■ **Your instructions**: Your reply should reproduce all the data below exactly while excluding the pictures.

※

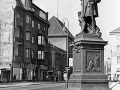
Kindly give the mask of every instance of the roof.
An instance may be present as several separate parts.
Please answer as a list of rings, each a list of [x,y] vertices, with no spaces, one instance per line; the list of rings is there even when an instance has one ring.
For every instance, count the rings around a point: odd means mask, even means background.
[[[111,31],[111,32],[109,32],[109,33],[110,33],[110,35],[120,34],[120,27]]]
[[[64,24],[55,16],[50,18],[50,28],[48,29],[48,36],[68,36],[74,38],[70,31],[65,27],[66,31],[63,31]]]

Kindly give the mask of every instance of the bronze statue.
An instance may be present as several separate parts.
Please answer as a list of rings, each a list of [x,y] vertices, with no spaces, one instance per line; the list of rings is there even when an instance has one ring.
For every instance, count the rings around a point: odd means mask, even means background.
[[[101,36],[99,32],[100,29],[96,25],[95,18],[98,17],[98,8],[97,3],[101,0],[81,0],[81,12],[78,12],[79,22],[81,26],[80,33],[92,33],[98,34]]]

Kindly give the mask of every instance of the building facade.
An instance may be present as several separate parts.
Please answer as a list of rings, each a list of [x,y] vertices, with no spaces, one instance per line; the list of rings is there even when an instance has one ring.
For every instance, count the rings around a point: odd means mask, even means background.
[[[55,16],[49,19],[50,27],[48,29],[48,41],[52,45],[67,51],[68,47],[68,65],[69,59],[72,58],[72,48],[69,46],[74,40],[74,36],[68,30],[69,27],[66,27],[58,18]],[[67,56],[67,52],[66,52]],[[66,59],[66,66],[67,59]]]
[[[110,32],[111,35],[111,80],[120,79],[120,28]]]
[[[66,51],[49,43],[49,69],[48,75],[54,77],[54,81],[62,81],[66,66]]]
[[[1,32],[1,38],[4,38],[1,39],[1,51],[5,55],[1,52],[0,61],[8,67],[1,66],[1,80],[32,80],[33,77],[42,80],[48,70],[48,13],[32,0],[3,0],[3,4],[4,7],[0,6],[4,8],[0,17],[4,31],[4,34]],[[6,32],[5,27],[8,27]]]

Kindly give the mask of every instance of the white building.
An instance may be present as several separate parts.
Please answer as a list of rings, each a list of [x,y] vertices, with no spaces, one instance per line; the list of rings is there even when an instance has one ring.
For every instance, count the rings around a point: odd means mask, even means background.
[[[120,27],[111,31],[111,79],[120,78]]]

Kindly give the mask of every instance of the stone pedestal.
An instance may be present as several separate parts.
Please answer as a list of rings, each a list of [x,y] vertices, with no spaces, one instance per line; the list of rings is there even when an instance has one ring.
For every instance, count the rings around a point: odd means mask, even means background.
[[[107,44],[96,34],[77,35],[73,49],[73,74],[69,90],[110,90],[104,74],[104,46]]]

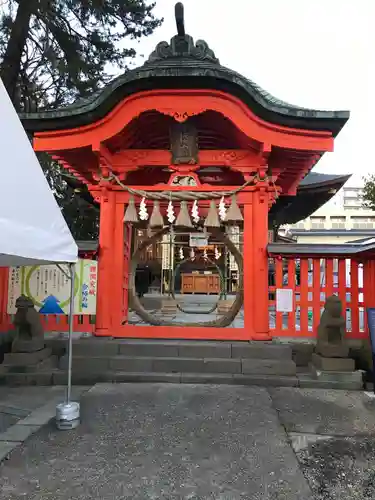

※

■ **Reply to the task**:
Kindly give the mask of every instance of the roof.
An instance may be present as several separate parts.
Please answer as a list of rings, each a list of [x,y] vertices, with no spaces, one instance per line; the list of rings is there even when an instance has one ring.
For every instance, count the rings around a point: odd means mask, even means background.
[[[111,31],[111,32],[109,32],[109,33],[110,33],[110,35],[120,34],[120,27]]]
[[[64,24],[55,16],[50,18],[50,28],[48,29],[48,36],[68,36],[74,38],[70,31],[65,27],[66,31],[63,31]]]

Kindly give the mask of every instance of the bronze statue.
An instance may be present as several separate parts.
Please answer as a list of rings, each a list of [x,y] vertices, with no spaces, one instance per line; the list of rings is there even when an instance has one ring.
For every instance, count the rings around a point: odd means mask, even means background.
[[[101,36],[99,32],[100,29],[96,25],[95,18],[98,17],[98,8],[97,3],[101,0],[81,0],[81,12],[78,12],[79,22],[81,26],[80,33],[92,33],[98,34]]]

Kindly give the mask of every instance of the building facade.
An instance may be present as several separate parts.
Please answer as a list of rings, each a list of [x,y] vertices, with no spaces, one instance per line; the list of rings is there even when an instance has one ring.
For every instance, count the rings around a point: odd means mask, even means background.
[[[55,16],[49,19],[50,27],[48,29],[48,41],[52,45],[67,51],[68,47],[68,65],[69,59],[72,58],[72,48],[69,46],[74,40],[74,36],[68,30],[69,27],[66,27],[58,18]],[[67,56],[67,52],[66,52]],[[66,59],[66,66],[67,59]]]
[[[110,32],[111,35],[111,80],[120,79],[120,28]]]
[[[66,51],[49,43],[49,69],[48,75],[54,77],[54,81],[62,81],[66,66]]]
[[[1,32],[1,38],[4,38],[1,39],[1,51],[5,55],[1,52],[0,61],[8,67],[1,66],[1,80],[32,80],[33,77],[42,80],[48,70],[48,13],[32,0],[3,0],[3,4],[4,7],[0,6],[4,8],[0,17],[4,31],[4,34]],[[6,32],[5,27],[8,27]]]

Kindly give the mask of every instance of the white building.
An instance may be present as several separate parts.
Please answer as a list of rings, each a list of [x,y] vertices, with no spaces, one instance per line; the list of rings is there even when an instance has one ring.
For every instance, count the rings around a point: odd means mask, even means background.
[[[120,27],[111,31],[111,79],[120,78]]]

Kindly give the mask of every instance of the stone pedestal.
An instance may be present as several separate parts.
Please answer as a list of rings, each a list of [x,y] vertices, with no spaces, one instance per line; the list of rings is there even when an instance has one ring.
For every instance, count the rings around a point: odd means mask, even means background.
[[[107,44],[96,34],[77,35],[73,49],[73,74],[69,90],[110,90],[104,74],[104,46]]]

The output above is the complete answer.